Description of the task:
Write out the listing below verbatim, keeping every line unchanged from first to last.

Given records:
▽

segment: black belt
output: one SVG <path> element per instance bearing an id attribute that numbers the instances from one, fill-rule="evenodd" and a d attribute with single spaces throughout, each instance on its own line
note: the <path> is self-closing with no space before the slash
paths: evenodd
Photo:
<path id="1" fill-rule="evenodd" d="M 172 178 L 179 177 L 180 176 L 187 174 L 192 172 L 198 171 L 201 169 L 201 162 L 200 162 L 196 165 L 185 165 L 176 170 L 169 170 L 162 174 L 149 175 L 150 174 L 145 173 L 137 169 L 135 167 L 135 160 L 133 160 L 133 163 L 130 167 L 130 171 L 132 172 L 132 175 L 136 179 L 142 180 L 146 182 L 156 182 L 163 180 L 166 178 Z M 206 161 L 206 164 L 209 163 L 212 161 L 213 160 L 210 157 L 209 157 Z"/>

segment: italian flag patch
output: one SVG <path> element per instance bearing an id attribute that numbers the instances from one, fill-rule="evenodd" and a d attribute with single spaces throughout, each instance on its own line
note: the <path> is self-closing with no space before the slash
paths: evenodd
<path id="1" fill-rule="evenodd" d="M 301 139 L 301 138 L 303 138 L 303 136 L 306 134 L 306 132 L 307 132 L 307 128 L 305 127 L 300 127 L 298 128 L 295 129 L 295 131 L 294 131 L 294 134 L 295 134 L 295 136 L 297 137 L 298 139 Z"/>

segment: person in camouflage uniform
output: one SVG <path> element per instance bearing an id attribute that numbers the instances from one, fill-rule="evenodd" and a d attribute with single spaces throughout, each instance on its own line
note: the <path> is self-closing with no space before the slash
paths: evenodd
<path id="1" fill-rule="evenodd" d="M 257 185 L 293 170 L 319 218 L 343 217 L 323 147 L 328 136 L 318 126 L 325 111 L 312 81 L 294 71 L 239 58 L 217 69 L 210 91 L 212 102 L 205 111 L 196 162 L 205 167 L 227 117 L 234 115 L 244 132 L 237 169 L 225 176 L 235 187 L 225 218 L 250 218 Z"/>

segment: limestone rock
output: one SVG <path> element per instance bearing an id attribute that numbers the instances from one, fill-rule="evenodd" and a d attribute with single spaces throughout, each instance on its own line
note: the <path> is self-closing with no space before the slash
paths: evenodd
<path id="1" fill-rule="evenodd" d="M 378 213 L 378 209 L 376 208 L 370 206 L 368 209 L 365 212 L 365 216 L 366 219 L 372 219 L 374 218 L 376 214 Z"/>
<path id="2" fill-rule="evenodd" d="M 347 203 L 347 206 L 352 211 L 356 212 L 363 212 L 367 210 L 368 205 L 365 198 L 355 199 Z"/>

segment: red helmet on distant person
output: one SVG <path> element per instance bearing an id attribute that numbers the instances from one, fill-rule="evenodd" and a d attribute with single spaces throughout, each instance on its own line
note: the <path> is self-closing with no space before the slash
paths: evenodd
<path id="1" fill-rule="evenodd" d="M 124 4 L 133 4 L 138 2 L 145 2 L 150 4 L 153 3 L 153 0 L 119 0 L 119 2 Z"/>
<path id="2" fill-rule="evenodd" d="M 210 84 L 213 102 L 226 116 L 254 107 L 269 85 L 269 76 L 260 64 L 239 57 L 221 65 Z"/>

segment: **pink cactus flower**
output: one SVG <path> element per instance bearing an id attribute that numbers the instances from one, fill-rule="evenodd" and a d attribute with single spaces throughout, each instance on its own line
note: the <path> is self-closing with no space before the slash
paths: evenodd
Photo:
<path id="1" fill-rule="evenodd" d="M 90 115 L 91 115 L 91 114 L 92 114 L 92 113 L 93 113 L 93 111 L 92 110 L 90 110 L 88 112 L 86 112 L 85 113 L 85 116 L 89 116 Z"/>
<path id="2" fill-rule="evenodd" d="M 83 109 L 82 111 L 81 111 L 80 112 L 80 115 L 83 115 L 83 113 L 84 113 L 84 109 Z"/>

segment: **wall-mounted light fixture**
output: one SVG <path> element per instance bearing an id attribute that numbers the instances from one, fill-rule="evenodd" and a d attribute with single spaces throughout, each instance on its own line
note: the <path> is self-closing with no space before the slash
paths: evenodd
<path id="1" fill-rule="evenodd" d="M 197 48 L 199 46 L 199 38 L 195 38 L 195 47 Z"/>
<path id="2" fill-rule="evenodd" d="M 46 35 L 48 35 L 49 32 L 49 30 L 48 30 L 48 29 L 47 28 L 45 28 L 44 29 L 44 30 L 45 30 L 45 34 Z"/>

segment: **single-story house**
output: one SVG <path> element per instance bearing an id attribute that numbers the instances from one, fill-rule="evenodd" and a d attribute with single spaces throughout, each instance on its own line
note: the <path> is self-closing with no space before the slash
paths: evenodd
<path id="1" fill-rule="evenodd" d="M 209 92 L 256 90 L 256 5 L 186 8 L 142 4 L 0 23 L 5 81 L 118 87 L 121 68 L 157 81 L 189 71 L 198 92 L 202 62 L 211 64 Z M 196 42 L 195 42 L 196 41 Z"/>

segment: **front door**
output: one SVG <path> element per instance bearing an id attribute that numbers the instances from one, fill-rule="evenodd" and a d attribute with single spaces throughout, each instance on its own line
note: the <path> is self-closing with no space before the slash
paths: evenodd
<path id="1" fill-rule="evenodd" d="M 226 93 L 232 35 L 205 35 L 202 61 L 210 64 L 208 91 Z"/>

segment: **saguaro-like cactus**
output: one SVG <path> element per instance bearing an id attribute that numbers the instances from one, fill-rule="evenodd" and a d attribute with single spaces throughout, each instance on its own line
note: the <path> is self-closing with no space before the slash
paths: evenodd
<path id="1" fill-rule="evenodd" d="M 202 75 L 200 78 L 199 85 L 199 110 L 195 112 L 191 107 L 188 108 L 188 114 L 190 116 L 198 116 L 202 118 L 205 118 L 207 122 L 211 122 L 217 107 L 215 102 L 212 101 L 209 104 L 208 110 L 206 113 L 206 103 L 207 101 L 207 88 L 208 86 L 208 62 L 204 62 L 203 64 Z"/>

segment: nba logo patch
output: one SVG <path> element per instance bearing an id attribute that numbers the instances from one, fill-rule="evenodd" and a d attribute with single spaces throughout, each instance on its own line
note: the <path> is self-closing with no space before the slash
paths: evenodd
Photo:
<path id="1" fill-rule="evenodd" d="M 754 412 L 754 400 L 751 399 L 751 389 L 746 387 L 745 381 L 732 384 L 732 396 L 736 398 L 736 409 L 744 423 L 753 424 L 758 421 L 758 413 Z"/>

△

Complete response:
segment: black belt
output: one SVG <path> element per instance bearing an id attribute that numbers the instances from one, fill-rule="evenodd" and a d attribute with single spaces throughout, each instance on its own line
note: the <path> is self-closing with no space before the slash
paths: evenodd
Photo:
<path id="1" fill-rule="evenodd" d="M 172 178 L 179 177 L 180 176 L 187 174 L 192 172 L 198 171 L 201 169 L 201 162 L 200 162 L 196 165 L 185 165 L 176 170 L 169 170 L 162 174 L 149 175 L 150 174 L 145 173 L 137 169 L 135 167 L 135 160 L 133 160 L 133 163 L 130 167 L 130 171 L 132 172 L 132 175 L 136 179 L 142 180 L 146 182 L 156 182 L 163 180 L 166 178 Z M 206 161 L 206 164 L 209 163 L 212 161 L 213 160 L 210 157 L 209 157 Z"/>

segment: italian flag patch
output: one SVG <path> element per instance bearing an id attribute that numbers the instances from one, fill-rule="evenodd" and a d attribute with single spaces throughout, each instance on its own line
note: the <path> is self-closing with no space before the slash
paths: evenodd
<path id="1" fill-rule="evenodd" d="M 301 139 L 301 138 L 303 138 L 303 136 L 306 134 L 306 132 L 307 132 L 307 128 L 305 127 L 300 127 L 298 128 L 295 129 L 295 131 L 294 131 L 294 134 L 295 134 L 295 136 L 297 137 L 298 139 Z"/>

segment: person in camouflage uniform
output: one SVG <path> element per instance bearing an id attribute that numbers the instances from one, fill-rule="evenodd" and a d attribute with single spaces throughout, each instance on its own line
note: the <path> is self-closing with no space before the slash
paths: evenodd
<path id="1" fill-rule="evenodd" d="M 257 185 L 293 170 L 319 218 L 343 217 L 323 147 L 328 136 L 318 126 L 325 111 L 312 81 L 294 71 L 239 58 L 217 69 L 210 91 L 212 102 L 205 111 L 196 162 L 205 167 L 227 117 L 234 115 L 244 132 L 237 169 L 225 176 L 235 187 L 225 218 L 250 218 Z"/>

segment: limestone rock
output: one SVG <path> element per instance bearing an id attribute that numbers the instances from one, fill-rule="evenodd" and a d attribute with single spaces throughout, each instance on its own line
note: the <path> is self-closing with no space before the slash
paths: evenodd
<path id="1" fill-rule="evenodd" d="M 378 213 L 378 209 L 376 208 L 370 206 L 368 209 L 365 212 L 365 216 L 366 219 L 372 219 L 374 218 L 376 214 Z"/>
<path id="2" fill-rule="evenodd" d="M 347 203 L 347 206 L 352 211 L 356 212 L 363 212 L 367 210 L 368 205 L 365 198 L 355 199 Z"/>

segment: red helmet on distant person
output: one SVG <path> element per instance bearing an id attribute that numbers the instances from one, fill-rule="evenodd" and a d attribute with single spaces throughout, each instance on its own line
note: the <path> is self-closing with no space before the slash
paths: evenodd
<path id="1" fill-rule="evenodd" d="M 124 4 L 133 4 L 138 2 L 145 2 L 150 4 L 153 3 L 153 0 L 119 0 L 119 2 Z"/>
<path id="2" fill-rule="evenodd" d="M 210 84 L 213 102 L 226 116 L 254 107 L 269 85 L 269 76 L 260 64 L 239 57 L 221 65 Z"/>

segment: **pink cactus flower**
output: one SVG <path> element per instance bearing an id attribute that numbers the instances from one, fill-rule="evenodd" and a d attribute with single spaces throughout, each instance on its own line
note: the <path> is self-closing with no space before the slash
paths: evenodd
Photo:
<path id="1" fill-rule="evenodd" d="M 90 115 L 91 115 L 91 114 L 92 114 L 92 113 L 93 113 L 93 111 L 92 110 L 90 110 L 88 112 L 86 112 L 85 113 L 85 116 L 89 116 Z"/>
<path id="2" fill-rule="evenodd" d="M 83 109 L 82 111 L 81 111 L 80 112 L 80 115 L 83 115 L 83 113 L 84 113 L 84 109 Z"/>

segment: **wall-mounted light fixture**
output: one SVG <path> element per instance bearing an id attribute that numbers the instances from one, fill-rule="evenodd" and a d attribute with single spaces throughout, each instance on its own line
note: the <path> is self-closing with no space before the slash
paths: evenodd
<path id="1" fill-rule="evenodd" d="M 197 48 L 199 46 L 199 38 L 195 38 L 195 47 Z"/>
<path id="2" fill-rule="evenodd" d="M 46 35 L 48 35 L 49 32 L 49 30 L 48 30 L 48 29 L 47 28 L 45 28 L 44 29 L 44 30 L 45 30 L 45 34 Z"/>

segment: **single-story house**
output: one SVG <path> element per instance bearing an id attribute that numbers the instances from one, fill-rule="evenodd" and a d attribute with single spaces throughout, each instance on its own line
note: the <path> is self-closing with no space before the slash
paths: evenodd
<path id="1" fill-rule="evenodd" d="M 209 92 L 256 90 L 256 5 L 186 8 L 142 4 L 0 23 L 5 81 L 118 87 L 121 68 L 157 81 L 189 71 L 198 92 L 202 62 L 211 64 Z M 196 42 L 195 42 L 196 41 Z"/>

segment: **front door**
output: one SVG <path> element per instance bearing an id attribute that numbers the instances from one, fill-rule="evenodd" and a d attribute with single spaces throughout, each instance on its own line
note: the <path> is self-closing with no space before the slash
paths: evenodd
<path id="1" fill-rule="evenodd" d="M 226 93 L 232 35 L 205 35 L 202 61 L 210 64 L 208 91 Z"/>

segment: **saguaro-like cactus**
output: one SVG <path> element per instance bearing an id attribute that numbers the instances from one, fill-rule="evenodd" and a d attribute with single spaces throughout, each instance on its own line
note: the <path> is self-closing with no space before the slash
paths: evenodd
<path id="1" fill-rule="evenodd" d="M 202 75 L 200 78 L 199 85 L 199 110 L 195 112 L 191 107 L 188 108 L 188 114 L 190 116 L 198 116 L 202 118 L 205 118 L 207 122 L 211 122 L 217 107 L 215 102 L 212 101 L 209 104 L 208 110 L 206 113 L 206 103 L 207 101 L 207 88 L 208 86 L 208 62 L 204 62 L 203 64 Z"/>

segment: nba logo patch
output: one SVG <path> element per instance bearing an id attribute that numbers the instances from one, fill-rule="evenodd" and a d attribute with single spaces throughout, each instance on its own line
note: the <path> is self-closing with no space before the slash
paths: evenodd
Photo:
<path id="1" fill-rule="evenodd" d="M 754 412 L 754 400 L 751 399 L 751 389 L 746 387 L 745 381 L 732 384 L 732 396 L 736 398 L 736 409 L 744 423 L 753 424 L 758 421 L 758 413 Z"/>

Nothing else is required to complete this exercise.